- What you need to do
1. In the forum thread on livestock guardian dogs, what led the writer to move Amy and her pups into the house?
2. Extend the forum thread on livestock guardian dogs, picking up right after its final lines.

- Source
I raise my LGD's diffierently than most. All mine are house trained, spend time in the house and will move to any environment I put them in. However, they do not want to be house dogs. We currently have a bitch that had a litter of pups, after she stepped on some and killed them (day2) we moved her in the house with the pups so we wouldn't lose anymore. "Amy" is wonderful in the house and is quite acclimated... sleeps on the couch , will spend hours in the house just fine BUT she lets us know when she wants out... she loves her field and misses it. Now that the pups are 4 weeks yesterday Amy doesn't want to be in... she wants to be out doing her job. They are nocturnal, even the pups by 2 weeks, are up all night.  LGD's LOVE their jobs and get bored easily if they don't have a job. Often the house is too hot for them as they grow heavy thick coats for winter. I would love for one of my Pyrs to be a house dog... just not gonna happen. 
A working dog taken and put into a house for a long period of time will usually be a real PITbehind, get bored, make you miserable.  The dog will be miserable too. Wait til you get your place, then search for your LGD. They are truly amazing animals and this way it will be a positive experience all the way around.


----------



## Mike CHS (Dec 3, 2013)

Southern by choice said:


> A working dog taken and put into a house for a long period of time will usually be a real PITbehind, get bored, make you miserable.  The dog will be miserable too. Wait til you get your place, then search for your LGD. They are truly amazing animals and this way it will be a positive experience all the way around.

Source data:

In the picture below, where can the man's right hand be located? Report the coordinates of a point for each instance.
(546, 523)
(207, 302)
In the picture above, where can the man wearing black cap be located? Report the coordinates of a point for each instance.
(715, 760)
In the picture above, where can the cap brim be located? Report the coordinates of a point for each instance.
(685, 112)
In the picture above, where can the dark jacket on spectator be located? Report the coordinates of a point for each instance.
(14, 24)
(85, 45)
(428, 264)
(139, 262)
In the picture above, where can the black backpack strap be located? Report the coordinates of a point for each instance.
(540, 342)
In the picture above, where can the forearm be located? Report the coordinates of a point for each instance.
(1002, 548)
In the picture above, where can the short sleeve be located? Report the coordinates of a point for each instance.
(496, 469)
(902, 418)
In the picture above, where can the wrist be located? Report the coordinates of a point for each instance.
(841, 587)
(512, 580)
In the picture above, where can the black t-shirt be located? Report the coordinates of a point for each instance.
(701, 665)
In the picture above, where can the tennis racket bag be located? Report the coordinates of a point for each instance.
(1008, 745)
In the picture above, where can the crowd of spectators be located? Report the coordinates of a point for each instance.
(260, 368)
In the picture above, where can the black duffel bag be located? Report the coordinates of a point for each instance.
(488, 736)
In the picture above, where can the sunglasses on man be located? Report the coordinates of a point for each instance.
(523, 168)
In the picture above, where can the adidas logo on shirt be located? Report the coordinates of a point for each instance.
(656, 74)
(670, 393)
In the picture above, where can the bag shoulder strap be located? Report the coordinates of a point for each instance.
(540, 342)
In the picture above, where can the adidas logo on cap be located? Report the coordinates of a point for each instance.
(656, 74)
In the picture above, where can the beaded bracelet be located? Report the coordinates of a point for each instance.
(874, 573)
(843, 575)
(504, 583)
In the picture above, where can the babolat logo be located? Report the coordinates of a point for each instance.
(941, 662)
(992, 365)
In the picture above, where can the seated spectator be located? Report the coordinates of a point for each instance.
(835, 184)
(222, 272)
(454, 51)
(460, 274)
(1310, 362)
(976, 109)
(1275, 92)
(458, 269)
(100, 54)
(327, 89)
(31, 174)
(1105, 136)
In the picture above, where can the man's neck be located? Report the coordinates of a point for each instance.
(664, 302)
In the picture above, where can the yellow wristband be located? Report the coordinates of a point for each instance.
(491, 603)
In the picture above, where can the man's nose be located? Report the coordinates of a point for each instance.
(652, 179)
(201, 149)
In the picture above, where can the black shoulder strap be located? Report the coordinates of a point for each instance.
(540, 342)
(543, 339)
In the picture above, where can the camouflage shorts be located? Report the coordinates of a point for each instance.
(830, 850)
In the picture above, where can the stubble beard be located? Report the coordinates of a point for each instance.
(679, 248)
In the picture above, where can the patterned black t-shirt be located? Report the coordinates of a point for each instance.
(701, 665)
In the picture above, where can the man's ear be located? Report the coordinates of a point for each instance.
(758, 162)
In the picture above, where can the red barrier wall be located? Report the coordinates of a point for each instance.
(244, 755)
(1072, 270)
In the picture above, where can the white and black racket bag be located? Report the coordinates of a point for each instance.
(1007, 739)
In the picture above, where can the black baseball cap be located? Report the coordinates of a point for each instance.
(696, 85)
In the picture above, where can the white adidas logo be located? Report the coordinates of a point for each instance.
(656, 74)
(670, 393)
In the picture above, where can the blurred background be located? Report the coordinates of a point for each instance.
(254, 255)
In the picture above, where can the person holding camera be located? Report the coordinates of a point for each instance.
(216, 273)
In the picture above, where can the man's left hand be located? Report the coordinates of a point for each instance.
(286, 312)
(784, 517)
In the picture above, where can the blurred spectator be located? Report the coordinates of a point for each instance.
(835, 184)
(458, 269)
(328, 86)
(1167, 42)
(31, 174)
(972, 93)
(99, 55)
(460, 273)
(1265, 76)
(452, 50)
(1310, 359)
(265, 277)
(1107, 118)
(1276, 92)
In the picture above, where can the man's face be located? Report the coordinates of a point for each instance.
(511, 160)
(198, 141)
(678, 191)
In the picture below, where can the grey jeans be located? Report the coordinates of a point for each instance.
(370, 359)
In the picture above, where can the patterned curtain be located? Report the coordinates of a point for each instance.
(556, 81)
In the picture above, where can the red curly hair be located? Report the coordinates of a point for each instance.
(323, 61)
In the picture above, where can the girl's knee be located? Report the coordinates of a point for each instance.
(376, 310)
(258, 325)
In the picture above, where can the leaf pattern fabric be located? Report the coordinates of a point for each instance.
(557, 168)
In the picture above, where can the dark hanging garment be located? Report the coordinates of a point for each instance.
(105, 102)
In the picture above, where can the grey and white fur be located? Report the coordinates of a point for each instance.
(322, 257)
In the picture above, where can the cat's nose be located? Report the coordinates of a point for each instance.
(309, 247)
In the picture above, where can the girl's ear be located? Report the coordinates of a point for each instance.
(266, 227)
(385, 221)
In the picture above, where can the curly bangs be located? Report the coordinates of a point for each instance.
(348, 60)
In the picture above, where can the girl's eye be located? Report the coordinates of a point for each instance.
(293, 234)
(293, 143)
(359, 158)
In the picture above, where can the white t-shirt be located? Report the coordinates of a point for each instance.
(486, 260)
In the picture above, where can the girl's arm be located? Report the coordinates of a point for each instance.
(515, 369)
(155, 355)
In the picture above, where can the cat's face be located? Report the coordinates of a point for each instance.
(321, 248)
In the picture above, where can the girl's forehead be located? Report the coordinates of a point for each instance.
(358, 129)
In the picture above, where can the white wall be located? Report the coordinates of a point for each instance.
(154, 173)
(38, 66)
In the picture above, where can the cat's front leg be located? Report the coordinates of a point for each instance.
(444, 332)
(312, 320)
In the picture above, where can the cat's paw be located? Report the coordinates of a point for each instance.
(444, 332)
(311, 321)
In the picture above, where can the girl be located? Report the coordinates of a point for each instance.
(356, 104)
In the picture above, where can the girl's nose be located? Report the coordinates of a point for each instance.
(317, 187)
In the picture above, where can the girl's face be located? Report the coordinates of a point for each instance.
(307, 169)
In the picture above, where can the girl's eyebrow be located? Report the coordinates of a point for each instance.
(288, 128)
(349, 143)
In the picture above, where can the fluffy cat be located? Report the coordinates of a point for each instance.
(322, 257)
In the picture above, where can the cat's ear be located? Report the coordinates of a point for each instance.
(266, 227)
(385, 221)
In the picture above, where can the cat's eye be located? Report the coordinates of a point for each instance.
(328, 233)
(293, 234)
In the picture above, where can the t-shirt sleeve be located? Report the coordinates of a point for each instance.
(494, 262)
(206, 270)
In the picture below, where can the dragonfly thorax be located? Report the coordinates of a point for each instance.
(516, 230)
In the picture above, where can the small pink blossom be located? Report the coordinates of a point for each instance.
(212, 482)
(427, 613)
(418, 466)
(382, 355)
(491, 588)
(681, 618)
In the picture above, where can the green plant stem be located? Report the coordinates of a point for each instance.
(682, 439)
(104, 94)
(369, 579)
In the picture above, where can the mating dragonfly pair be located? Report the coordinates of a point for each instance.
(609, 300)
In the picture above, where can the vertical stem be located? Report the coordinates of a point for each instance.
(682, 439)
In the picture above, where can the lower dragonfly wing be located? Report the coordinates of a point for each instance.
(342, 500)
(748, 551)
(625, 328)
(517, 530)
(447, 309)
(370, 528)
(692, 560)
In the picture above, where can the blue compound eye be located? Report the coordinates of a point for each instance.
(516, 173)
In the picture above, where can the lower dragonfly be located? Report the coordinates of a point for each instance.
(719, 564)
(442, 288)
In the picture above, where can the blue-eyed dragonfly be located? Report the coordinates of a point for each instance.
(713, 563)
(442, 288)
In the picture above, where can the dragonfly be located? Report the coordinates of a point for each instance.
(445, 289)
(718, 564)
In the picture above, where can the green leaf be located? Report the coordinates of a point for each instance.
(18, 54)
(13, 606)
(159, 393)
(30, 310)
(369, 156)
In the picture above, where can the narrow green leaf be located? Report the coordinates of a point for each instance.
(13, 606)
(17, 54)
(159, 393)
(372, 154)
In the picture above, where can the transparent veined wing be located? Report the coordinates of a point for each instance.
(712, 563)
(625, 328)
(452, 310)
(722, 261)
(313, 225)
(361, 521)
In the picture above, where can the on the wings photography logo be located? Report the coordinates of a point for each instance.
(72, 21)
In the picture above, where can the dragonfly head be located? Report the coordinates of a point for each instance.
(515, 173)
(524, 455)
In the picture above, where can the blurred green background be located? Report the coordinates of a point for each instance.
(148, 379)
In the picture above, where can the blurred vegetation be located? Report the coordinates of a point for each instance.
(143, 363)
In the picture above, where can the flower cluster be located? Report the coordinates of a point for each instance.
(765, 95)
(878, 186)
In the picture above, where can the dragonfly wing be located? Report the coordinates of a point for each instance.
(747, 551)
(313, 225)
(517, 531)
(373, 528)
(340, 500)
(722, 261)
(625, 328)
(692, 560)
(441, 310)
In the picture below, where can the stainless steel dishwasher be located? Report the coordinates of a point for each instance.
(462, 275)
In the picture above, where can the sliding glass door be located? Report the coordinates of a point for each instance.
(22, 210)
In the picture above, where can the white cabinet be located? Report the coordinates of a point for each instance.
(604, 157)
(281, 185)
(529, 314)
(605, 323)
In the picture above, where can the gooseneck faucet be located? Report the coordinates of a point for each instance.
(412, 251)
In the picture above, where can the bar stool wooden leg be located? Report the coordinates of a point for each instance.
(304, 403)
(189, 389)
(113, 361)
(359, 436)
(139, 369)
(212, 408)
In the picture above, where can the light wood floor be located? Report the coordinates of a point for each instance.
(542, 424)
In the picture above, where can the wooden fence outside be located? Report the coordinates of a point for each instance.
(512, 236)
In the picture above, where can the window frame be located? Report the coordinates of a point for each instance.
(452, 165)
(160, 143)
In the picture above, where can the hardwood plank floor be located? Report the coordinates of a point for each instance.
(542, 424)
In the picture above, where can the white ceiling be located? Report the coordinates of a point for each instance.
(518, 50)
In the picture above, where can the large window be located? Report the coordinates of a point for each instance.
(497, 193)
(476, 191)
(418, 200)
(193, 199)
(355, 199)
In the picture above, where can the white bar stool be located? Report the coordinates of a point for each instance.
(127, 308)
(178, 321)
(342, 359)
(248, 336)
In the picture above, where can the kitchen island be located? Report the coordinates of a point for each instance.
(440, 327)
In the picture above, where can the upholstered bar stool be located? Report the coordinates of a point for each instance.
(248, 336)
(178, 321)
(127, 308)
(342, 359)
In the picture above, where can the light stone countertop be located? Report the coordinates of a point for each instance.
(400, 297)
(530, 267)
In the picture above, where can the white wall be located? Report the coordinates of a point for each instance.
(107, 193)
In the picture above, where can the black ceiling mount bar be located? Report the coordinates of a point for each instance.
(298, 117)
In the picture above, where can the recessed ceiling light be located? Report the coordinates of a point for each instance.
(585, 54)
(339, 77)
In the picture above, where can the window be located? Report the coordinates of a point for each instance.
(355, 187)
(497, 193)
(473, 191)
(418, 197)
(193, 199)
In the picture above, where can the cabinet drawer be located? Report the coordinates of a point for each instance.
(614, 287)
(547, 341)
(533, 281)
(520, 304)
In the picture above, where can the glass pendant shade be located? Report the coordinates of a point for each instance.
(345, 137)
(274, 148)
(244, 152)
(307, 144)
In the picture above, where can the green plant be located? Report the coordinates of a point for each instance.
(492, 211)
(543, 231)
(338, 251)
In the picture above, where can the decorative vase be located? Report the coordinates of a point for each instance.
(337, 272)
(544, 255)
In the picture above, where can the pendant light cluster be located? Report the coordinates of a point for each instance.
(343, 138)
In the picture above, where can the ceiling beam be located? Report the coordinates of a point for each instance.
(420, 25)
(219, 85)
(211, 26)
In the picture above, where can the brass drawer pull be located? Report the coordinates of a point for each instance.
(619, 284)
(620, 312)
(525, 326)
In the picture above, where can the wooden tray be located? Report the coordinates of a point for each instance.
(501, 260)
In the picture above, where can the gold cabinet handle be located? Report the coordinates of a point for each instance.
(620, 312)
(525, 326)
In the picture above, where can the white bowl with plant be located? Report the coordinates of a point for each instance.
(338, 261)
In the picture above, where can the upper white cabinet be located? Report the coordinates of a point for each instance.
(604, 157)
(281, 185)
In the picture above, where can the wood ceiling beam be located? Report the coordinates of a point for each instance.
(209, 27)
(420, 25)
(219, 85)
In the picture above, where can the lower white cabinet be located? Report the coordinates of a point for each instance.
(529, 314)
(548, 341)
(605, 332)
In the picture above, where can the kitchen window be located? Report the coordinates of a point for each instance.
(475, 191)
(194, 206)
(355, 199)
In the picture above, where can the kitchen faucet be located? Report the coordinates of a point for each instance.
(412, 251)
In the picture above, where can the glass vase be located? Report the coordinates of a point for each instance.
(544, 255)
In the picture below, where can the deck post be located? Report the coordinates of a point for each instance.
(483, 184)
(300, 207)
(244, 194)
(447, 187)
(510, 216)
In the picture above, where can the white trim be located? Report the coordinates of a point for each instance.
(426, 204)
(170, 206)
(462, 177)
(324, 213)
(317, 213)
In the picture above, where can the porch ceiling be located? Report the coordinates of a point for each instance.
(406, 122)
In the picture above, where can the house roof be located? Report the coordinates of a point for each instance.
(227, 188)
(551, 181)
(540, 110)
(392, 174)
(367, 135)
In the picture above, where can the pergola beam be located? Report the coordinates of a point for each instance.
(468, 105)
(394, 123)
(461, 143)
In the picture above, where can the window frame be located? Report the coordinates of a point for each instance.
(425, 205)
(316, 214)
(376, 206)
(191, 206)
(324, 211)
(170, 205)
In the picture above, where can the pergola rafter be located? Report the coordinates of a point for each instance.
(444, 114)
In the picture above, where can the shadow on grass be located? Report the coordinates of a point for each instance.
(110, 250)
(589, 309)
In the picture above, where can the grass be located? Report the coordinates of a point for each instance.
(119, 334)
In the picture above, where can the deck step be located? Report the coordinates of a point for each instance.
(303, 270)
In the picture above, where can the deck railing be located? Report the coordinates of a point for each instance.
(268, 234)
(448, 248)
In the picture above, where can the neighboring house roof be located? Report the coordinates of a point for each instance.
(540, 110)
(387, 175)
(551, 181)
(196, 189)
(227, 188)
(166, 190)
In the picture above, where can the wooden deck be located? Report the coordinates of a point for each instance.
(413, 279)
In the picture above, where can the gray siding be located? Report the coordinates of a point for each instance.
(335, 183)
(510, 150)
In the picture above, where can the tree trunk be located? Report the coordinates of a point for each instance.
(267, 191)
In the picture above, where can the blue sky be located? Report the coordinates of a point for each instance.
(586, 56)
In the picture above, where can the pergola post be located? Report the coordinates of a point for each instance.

- Answers for this exercise
1. On day two, Amy stepped on some of her pups and killed them, so she was moved inside with the rest to avoid losing more.

2.
 
That was about what I expected but from reading your posts, I really think I would prefer raising ours like you do yours.  We already have a working Border Collie pup that is being trained and is pretty much of a pet also so we'll wait on the LGD.


----------



## Southern by choice (Dec 3, 2013)

Mike CHS said:


> That was about what I expected but from reading your posts, I really think I would prefer raising ours like you do yours.  We already have a working Border Collie pup that is being trained and is pretty much of a pet also so we'll wait on the LGD.


----------



## Allysha1990 (Dec 3, 2013)

I feel your frustration. I want to get a LGD and considered getting one from a shelter, however when I looked into it, all the LGD breed rescues do not let any of their dogs go to homes unless they are going to be indoor dogs... Yes, a Pyrenees (the breed I would like) as an indoor dog in my tiny home, right haha!
I am not keeping my eyes open for a LGD puppy in my area but despite the fact that every farm seems to have one, there are not too many for sale!


----------



## BrownSheep (Dec 3, 2013)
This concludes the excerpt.